# EXERCISE OBJECTIVE
Recast the items as a Markdown table with the columns "Row" and "Text," one line per row and blank lines omitted. Begin at the line that contains "identify the dark" and stop after the line that contains "[39,342,1030,520]".
---------- RAW RECORDS ----------
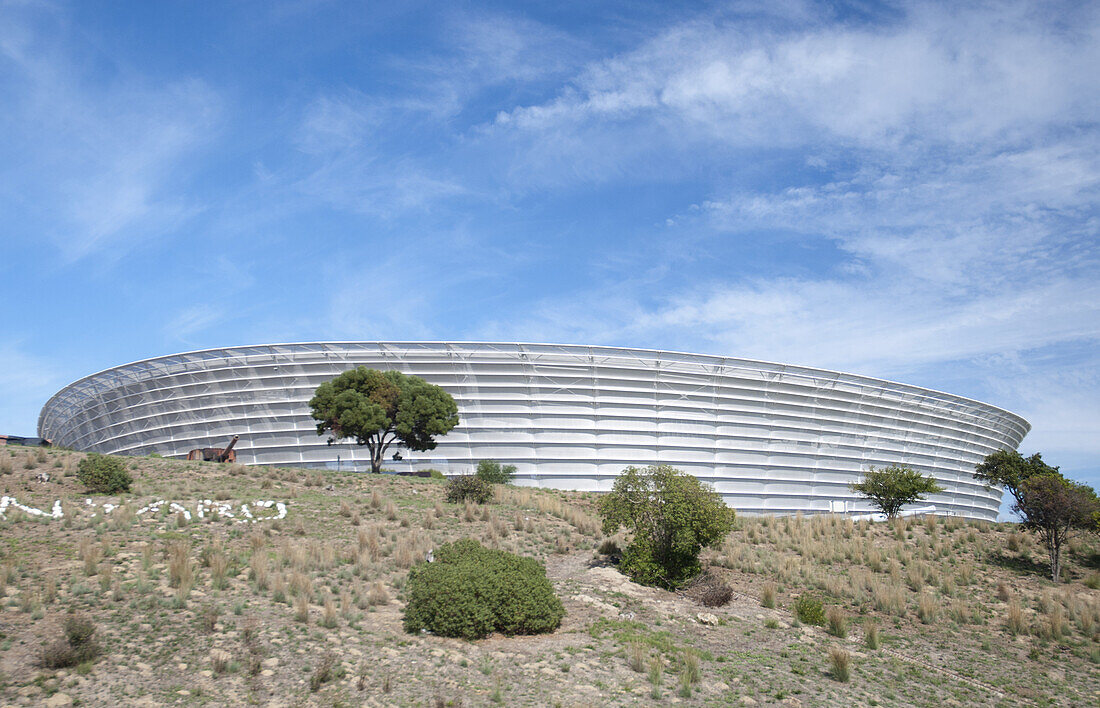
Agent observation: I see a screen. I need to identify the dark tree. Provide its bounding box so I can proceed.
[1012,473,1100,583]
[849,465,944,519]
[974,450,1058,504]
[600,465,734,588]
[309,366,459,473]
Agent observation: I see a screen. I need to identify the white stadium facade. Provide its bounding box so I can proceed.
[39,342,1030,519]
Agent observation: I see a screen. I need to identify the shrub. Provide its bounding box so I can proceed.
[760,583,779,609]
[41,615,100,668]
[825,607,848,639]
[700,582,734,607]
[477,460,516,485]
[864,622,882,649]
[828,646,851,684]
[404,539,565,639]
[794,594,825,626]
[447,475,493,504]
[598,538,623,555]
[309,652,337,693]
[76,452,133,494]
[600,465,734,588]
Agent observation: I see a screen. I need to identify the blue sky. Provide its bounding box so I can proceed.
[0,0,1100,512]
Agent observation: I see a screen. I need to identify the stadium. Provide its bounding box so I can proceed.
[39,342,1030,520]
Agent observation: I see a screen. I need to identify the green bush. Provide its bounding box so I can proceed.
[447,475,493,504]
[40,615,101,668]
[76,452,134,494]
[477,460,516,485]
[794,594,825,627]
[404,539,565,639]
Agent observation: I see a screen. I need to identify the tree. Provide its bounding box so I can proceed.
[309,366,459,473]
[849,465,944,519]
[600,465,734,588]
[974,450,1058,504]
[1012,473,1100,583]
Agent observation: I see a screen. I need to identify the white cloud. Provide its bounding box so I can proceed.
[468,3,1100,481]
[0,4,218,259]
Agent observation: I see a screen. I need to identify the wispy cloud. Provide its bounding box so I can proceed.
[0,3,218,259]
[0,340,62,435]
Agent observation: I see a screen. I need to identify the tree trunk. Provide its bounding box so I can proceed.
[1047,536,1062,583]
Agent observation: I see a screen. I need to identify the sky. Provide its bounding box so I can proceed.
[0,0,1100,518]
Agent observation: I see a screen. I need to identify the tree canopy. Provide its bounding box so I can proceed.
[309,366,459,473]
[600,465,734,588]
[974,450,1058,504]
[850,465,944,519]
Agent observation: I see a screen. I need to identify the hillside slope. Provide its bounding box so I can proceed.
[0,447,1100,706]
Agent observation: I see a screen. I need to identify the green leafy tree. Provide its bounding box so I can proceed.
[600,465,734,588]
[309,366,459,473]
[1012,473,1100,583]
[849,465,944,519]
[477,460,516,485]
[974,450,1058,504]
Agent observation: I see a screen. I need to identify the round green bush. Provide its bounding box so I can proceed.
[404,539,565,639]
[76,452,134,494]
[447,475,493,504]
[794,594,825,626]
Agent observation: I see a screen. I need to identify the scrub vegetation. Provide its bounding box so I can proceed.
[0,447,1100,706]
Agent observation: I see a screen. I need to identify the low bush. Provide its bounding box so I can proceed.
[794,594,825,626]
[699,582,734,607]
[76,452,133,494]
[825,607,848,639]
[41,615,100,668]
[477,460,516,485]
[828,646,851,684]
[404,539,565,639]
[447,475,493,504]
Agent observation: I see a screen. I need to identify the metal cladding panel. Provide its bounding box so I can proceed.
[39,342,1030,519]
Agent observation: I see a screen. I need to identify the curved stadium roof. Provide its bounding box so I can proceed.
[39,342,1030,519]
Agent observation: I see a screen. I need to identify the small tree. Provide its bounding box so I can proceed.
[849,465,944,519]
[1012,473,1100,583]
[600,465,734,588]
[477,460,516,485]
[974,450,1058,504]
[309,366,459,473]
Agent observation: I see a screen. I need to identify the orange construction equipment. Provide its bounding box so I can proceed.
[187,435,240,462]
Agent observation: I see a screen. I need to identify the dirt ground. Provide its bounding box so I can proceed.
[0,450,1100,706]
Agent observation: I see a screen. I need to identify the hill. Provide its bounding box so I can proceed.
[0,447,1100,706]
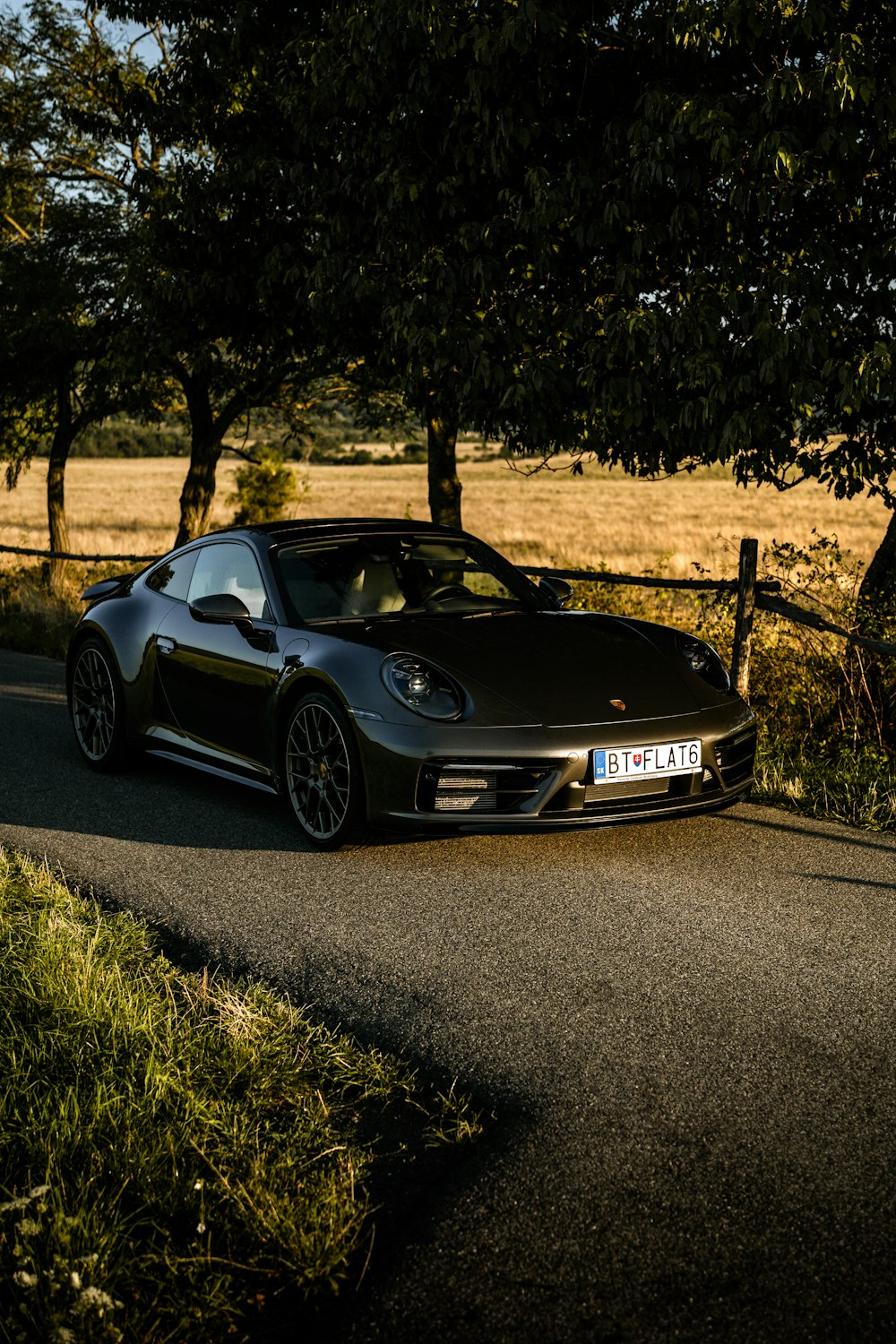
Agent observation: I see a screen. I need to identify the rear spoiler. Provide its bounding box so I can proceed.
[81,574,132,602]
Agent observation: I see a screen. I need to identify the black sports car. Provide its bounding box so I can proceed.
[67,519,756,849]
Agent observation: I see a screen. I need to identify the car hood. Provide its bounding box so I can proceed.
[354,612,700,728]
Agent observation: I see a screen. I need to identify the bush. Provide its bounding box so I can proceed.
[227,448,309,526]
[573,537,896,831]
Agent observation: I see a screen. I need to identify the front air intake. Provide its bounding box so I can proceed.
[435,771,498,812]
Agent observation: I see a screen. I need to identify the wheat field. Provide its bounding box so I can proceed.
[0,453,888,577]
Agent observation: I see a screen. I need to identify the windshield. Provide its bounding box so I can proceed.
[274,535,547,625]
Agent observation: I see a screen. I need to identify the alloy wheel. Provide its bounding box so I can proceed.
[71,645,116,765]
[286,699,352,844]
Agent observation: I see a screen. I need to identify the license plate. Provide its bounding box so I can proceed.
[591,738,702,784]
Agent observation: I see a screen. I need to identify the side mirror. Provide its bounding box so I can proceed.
----------
---------- RAW RECORDS ----------
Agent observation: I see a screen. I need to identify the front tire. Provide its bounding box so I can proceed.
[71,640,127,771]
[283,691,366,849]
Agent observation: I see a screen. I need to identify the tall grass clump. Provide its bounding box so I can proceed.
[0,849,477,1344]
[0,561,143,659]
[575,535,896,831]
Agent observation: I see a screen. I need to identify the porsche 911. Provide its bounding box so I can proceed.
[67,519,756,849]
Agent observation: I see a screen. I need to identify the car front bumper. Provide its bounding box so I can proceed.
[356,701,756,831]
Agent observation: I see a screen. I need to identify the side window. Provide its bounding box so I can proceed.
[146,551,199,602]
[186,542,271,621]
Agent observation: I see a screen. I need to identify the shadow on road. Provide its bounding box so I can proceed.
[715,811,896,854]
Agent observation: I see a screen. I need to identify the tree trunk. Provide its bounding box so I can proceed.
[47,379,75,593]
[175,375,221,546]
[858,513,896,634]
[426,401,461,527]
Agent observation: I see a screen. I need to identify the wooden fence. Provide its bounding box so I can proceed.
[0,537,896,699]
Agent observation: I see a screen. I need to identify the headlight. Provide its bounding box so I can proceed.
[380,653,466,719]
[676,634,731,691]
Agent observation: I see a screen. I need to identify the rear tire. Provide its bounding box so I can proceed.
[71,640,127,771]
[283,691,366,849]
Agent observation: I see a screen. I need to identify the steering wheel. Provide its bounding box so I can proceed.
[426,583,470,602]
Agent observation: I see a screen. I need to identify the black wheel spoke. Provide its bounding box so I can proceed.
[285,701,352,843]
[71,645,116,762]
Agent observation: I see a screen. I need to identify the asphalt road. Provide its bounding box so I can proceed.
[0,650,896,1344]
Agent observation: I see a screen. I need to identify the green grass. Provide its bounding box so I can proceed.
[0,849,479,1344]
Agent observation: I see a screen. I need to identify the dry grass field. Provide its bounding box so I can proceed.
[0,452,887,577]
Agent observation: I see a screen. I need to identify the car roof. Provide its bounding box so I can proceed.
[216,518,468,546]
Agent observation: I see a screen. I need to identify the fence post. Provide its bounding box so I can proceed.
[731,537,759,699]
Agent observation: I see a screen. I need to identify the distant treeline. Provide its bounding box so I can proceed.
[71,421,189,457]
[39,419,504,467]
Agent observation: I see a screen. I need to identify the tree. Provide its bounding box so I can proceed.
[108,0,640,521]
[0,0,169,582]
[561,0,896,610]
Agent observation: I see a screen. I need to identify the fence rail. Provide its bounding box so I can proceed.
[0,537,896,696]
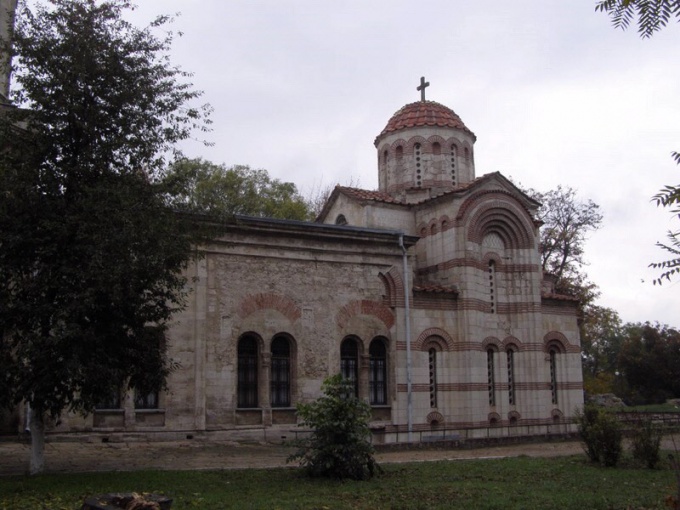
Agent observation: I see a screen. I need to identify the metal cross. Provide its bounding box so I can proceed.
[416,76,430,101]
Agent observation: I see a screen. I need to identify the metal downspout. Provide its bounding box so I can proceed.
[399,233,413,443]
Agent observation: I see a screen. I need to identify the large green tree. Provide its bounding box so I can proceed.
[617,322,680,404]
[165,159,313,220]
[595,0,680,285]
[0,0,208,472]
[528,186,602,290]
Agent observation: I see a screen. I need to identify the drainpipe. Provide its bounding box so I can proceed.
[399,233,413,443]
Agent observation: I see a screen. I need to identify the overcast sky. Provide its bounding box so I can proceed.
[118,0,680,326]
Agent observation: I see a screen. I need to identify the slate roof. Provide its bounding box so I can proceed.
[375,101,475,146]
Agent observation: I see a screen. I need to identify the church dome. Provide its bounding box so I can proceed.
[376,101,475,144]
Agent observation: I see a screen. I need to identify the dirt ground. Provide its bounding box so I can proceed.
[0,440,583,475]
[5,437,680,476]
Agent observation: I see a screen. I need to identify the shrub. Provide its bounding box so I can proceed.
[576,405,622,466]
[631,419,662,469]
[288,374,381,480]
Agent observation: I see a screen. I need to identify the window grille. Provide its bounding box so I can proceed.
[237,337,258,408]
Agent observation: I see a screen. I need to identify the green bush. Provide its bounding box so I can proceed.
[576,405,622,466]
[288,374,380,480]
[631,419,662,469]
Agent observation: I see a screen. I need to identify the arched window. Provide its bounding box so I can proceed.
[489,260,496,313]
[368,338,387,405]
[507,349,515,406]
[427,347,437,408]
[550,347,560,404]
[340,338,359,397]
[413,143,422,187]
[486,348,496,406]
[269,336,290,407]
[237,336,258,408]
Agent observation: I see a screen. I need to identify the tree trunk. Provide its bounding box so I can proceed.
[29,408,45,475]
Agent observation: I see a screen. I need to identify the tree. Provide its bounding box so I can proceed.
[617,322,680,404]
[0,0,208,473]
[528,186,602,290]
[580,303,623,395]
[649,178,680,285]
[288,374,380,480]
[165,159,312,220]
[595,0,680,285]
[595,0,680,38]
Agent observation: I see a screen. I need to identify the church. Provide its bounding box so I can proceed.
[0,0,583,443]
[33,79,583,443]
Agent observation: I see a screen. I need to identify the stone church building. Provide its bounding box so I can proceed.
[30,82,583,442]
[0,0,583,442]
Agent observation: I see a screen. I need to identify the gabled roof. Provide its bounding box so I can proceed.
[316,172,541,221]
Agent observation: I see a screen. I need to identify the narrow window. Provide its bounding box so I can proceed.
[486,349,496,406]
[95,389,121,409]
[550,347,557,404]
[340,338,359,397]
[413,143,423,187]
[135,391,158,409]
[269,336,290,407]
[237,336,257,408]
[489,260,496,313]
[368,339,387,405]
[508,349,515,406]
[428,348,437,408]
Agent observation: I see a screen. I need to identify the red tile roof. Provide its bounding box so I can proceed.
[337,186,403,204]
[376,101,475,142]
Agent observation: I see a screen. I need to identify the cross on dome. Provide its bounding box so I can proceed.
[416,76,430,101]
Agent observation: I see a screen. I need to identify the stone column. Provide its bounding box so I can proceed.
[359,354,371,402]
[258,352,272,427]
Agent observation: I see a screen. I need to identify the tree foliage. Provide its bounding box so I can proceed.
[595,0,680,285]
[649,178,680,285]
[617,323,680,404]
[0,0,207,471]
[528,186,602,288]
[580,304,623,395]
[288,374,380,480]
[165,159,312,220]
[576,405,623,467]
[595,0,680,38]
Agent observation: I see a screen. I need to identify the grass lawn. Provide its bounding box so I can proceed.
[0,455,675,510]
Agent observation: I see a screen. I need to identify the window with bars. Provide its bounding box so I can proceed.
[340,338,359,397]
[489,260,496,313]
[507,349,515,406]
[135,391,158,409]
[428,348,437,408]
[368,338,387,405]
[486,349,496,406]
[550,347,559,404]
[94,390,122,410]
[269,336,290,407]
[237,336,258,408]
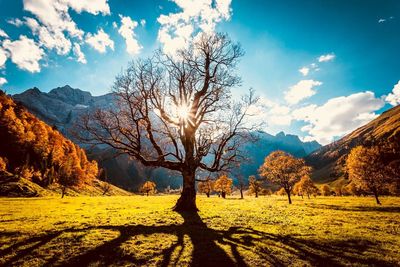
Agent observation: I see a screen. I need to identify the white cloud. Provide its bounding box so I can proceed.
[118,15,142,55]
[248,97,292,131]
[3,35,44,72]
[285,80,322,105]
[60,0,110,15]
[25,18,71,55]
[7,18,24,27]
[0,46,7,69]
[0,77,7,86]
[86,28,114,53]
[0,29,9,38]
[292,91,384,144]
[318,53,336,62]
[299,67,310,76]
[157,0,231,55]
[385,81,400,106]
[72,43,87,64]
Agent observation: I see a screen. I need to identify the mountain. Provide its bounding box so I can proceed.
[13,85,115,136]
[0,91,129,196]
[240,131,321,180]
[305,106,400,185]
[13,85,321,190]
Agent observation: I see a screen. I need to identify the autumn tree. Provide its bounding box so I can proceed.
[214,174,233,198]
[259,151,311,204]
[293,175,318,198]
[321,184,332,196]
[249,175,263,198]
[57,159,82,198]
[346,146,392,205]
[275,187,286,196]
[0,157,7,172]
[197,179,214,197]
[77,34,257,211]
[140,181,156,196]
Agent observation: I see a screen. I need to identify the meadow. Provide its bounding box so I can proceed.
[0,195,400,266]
----------
# WRITTEN ANSWER
| Row | Text |
|---|---|
| 1 | Agent observation: I see a screen. I need to identify the dark tree. Provide its bounding box so I can proceed. |
| 2 | [1012,473,1100,583] |
| 3 | [849,465,944,519] |
| 4 | [974,450,1058,504] |
| 5 | [600,465,734,588] |
| 6 | [309,366,459,473] |
| 7 | Agent observation: I see a screen. I need to identify the white stadium facade. Provide its bounding box so I can proceed. |
| 8 | [39,342,1030,519] |
| 9 | Agent observation: I see a screen. I need to identify the shrub. Provide its bounding box so I can proceed. |
| 10 | [760,583,779,609] |
| 11 | [41,615,100,668] |
| 12 | [825,607,848,639] |
| 13 | [700,582,734,607] |
| 14 | [477,460,516,485] |
| 15 | [864,622,882,649] |
| 16 | [828,646,851,684] |
| 17 | [404,539,565,639] |
| 18 | [794,594,825,626] |
| 19 | [447,475,493,504] |
| 20 | [598,538,623,555] |
| 21 | [309,652,337,693] |
| 22 | [76,452,133,494] |
| 23 | [600,465,734,588] |
| 24 | Agent observation: I see a screen. I need to identify the blue sky. Provide its bounding box so I can proceed. |
| 25 | [0,0,1100,512] |
| 26 | Agent observation: I see a screen. I need to identify the stadium. Provide its bounding box so I can proceed. |
| 27 | [39,342,1030,520] |